Written request
Switch "tower" to "mast" in the lines between the one containing "the red and" and the one containing "[(337, 116)]", inclusive, and return only those lines with nothing else altered.

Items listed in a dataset

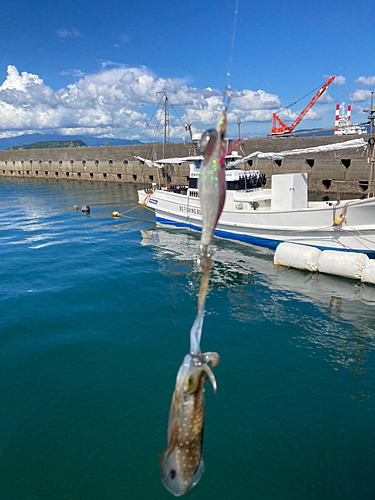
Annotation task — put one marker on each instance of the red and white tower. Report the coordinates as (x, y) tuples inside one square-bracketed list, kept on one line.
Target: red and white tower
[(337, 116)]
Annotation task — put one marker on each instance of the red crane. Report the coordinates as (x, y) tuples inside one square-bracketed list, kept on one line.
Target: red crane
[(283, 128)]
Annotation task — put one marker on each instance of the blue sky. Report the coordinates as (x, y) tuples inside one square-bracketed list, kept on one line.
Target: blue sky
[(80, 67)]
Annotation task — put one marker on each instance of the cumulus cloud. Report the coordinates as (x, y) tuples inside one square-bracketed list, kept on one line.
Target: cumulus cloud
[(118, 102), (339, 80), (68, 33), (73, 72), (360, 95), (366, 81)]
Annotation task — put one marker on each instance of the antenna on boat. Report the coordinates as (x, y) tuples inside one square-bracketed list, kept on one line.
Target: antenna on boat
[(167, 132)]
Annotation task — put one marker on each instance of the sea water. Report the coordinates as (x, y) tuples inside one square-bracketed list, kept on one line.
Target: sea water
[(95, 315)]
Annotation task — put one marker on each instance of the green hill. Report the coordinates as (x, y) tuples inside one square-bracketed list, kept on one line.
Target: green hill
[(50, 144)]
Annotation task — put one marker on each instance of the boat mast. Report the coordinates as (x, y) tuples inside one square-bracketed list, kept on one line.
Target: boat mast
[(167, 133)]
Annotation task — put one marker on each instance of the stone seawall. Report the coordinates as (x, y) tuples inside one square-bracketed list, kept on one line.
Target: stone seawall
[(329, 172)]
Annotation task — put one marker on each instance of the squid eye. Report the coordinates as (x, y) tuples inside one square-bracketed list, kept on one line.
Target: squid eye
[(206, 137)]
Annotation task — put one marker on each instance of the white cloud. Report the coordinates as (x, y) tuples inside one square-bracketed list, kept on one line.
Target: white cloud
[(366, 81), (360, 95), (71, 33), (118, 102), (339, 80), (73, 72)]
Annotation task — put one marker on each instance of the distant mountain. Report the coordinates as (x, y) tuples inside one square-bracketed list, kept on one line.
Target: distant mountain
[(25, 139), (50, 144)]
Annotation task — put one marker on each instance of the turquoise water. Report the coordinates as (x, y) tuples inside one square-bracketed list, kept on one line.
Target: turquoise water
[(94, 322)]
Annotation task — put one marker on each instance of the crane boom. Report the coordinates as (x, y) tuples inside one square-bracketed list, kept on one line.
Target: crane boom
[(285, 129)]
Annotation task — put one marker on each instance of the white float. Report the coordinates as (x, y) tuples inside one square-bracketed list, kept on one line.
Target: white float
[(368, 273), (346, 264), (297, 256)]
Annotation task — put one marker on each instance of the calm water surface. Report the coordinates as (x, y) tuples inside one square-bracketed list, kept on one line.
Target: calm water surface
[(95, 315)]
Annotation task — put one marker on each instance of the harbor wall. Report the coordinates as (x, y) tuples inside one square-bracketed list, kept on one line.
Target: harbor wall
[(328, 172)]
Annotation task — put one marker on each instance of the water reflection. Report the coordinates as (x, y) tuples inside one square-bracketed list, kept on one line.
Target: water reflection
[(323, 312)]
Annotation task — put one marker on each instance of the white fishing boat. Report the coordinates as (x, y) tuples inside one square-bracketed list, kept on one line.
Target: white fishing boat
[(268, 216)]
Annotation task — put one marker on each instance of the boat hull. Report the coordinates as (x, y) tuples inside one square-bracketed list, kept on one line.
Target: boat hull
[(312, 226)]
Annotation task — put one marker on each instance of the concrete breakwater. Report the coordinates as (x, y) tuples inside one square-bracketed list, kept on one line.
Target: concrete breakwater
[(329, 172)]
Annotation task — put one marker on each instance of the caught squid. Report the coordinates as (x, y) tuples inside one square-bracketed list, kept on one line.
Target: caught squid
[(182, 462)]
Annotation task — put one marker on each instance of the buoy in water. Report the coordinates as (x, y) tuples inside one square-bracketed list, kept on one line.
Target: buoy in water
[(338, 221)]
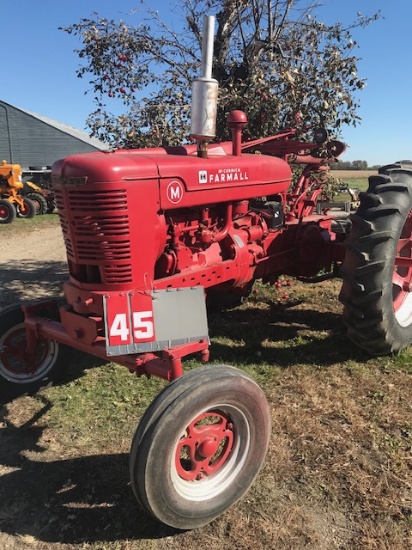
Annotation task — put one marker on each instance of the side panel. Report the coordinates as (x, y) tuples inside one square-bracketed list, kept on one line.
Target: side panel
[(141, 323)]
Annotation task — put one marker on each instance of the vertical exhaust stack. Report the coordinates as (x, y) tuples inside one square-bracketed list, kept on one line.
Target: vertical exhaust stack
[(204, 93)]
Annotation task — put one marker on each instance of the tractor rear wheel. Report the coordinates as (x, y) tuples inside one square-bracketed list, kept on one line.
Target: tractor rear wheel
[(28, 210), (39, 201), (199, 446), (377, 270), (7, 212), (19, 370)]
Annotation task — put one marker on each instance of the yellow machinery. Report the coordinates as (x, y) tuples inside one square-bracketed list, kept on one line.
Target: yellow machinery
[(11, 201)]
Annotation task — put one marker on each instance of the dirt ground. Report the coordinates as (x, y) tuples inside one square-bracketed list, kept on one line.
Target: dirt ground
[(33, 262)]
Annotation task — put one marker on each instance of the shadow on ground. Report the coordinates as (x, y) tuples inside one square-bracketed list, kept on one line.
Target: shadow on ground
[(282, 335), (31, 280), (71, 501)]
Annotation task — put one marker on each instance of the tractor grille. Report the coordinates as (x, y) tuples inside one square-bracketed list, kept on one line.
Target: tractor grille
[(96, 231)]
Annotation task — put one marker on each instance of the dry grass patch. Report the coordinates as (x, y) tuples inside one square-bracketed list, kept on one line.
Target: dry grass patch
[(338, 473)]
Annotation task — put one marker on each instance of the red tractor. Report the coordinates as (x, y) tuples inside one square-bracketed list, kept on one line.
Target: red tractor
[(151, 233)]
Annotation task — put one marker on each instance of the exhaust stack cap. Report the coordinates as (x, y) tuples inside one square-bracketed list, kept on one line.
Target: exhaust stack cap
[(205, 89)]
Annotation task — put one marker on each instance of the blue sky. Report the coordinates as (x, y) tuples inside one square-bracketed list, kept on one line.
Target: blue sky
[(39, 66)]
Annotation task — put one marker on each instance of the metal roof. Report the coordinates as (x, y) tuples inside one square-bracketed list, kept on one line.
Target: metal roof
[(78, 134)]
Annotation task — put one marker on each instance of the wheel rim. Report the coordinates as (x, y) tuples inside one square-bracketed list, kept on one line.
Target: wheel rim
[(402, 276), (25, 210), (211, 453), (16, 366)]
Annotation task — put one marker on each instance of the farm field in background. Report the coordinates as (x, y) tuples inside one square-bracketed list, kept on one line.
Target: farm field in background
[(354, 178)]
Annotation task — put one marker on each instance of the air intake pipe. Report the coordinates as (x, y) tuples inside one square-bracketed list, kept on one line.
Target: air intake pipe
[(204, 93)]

* * *

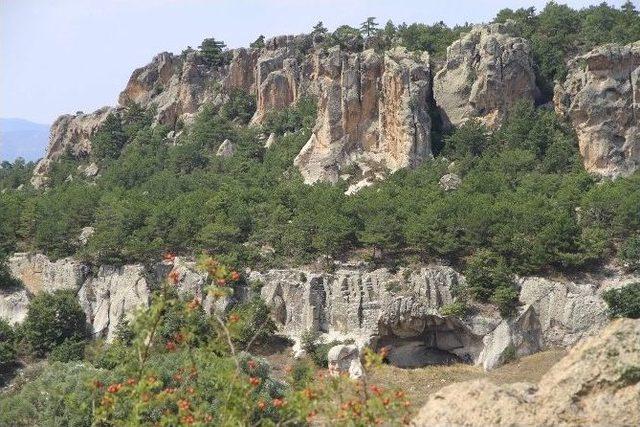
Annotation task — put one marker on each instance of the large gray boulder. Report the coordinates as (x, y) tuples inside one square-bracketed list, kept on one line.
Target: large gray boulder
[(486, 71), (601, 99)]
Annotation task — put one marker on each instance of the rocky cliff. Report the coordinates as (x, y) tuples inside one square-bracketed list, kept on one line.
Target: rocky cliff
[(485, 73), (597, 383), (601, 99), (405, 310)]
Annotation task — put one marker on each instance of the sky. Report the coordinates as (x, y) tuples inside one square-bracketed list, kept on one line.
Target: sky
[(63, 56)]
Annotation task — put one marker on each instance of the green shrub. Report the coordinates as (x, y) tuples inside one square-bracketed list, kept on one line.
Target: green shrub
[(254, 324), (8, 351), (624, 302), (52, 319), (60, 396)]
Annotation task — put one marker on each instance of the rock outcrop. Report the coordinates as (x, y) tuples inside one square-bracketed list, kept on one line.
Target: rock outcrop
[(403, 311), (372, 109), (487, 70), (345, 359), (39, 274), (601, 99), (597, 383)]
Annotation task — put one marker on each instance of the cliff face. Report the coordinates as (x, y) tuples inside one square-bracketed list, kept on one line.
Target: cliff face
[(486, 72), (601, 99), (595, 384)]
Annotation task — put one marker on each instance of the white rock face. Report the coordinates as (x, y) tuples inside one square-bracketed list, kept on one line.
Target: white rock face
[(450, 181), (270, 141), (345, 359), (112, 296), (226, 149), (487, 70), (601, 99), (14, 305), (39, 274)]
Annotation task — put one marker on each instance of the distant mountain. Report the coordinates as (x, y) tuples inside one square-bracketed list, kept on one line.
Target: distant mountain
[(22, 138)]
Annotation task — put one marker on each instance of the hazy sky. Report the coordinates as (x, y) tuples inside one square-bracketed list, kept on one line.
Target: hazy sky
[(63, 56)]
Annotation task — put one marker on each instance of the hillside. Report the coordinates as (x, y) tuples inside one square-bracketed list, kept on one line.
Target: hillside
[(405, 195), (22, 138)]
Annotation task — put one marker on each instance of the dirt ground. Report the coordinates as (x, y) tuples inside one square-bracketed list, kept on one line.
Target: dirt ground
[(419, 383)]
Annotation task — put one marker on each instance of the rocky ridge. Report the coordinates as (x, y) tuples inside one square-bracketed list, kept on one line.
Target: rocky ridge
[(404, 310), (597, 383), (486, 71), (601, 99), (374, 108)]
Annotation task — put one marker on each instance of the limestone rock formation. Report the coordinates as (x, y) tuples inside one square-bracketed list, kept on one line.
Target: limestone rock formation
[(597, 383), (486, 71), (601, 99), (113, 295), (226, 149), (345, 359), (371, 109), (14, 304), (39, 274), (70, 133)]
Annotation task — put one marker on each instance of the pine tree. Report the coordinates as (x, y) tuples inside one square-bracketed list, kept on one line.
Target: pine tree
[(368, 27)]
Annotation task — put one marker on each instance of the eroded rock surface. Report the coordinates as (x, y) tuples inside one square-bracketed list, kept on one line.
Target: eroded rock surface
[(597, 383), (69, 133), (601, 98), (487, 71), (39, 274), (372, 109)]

* * *

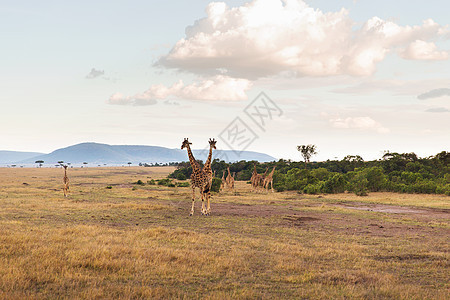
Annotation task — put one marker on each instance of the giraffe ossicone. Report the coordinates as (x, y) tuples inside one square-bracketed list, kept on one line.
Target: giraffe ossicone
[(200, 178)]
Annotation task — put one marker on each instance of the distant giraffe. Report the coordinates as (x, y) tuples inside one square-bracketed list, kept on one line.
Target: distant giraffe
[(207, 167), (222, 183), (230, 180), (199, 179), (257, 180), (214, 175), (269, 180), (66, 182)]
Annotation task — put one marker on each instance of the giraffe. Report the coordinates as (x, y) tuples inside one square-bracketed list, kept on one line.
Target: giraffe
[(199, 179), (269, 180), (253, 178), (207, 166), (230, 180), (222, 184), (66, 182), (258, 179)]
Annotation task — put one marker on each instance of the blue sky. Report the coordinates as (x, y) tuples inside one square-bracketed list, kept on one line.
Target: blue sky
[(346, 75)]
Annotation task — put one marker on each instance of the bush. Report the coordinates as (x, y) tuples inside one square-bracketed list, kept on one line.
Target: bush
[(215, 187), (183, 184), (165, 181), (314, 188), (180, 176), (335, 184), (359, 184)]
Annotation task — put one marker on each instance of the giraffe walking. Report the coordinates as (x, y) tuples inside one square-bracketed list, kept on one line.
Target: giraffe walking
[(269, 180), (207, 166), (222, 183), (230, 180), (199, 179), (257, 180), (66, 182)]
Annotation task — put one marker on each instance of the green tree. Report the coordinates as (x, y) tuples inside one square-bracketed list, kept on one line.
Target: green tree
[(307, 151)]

Written reply
Annotation task — put one marker on each instance of the red and white mast. Report the coordinates as (x, y) tuples inside one square-bracketed list, kept on one line.
Target: red and white mast
[(337, 116)]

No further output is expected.